Gadhia said the biggest lesson she’s learned over the past year and a half is “Never give up,” with friends dissuading her from doing so she certainly had her work cut out for her.
“Never let the problems divert you. Just see them as building blocks to help you build something better,” Gadhia added.
Grand Plan
Looking forward, Gadhia has big plans for Snoop.
The fintech has already had offers from big players across Europe, the US and the Middle East—reports swirled in December 2020 that MoneySuperMarket was ‘snooping’ around Snoop.
Before even looking at an exit strategy, Gadhia has plans for international expansion and to grow Snoop’s current offering.
“Our capabilities are growing and our customers are growing with it. We’ve started Snoop but there’s so much more to go,” Gadhia said.
The finance veteran is also keen to peddle the importance of open banking, something that Snoop relies so heavily on.
“The open banking capability is something that we’ve only just scratched the surface as a finance sector yet on the benefits that it can bring to customers. We need to make open banking more famous and then we can move towards open finance,” she added.
Just 15 months on, Gadhia’s fintech has well and truly found its feet, with future funding and even profitability on the horizon.
It’s safe to say that we’ll definitely be snooping on Snoop for the foreseeable.

## Exercise aim
From the text about Snoop, list every region where big players have made offers to the fintech.

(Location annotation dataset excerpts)
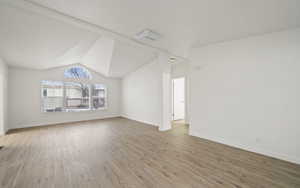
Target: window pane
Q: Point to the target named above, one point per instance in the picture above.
(99, 96)
(77, 73)
(52, 96)
(77, 96)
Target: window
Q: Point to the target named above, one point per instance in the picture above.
(77, 72)
(52, 96)
(98, 96)
(74, 95)
(77, 96)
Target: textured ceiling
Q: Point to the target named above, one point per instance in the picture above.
(35, 40)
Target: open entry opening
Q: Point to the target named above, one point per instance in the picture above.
(178, 102)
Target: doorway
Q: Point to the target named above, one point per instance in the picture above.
(178, 95)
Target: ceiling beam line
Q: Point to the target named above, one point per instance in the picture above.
(52, 13)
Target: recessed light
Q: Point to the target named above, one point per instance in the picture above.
(148, 34)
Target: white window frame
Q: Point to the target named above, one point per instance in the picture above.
(64, 109)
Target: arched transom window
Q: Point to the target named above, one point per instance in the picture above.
(77, 72)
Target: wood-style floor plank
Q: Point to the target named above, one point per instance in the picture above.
(117, 152)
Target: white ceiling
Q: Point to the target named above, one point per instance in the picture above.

## The result
Europe, the US, the Middle East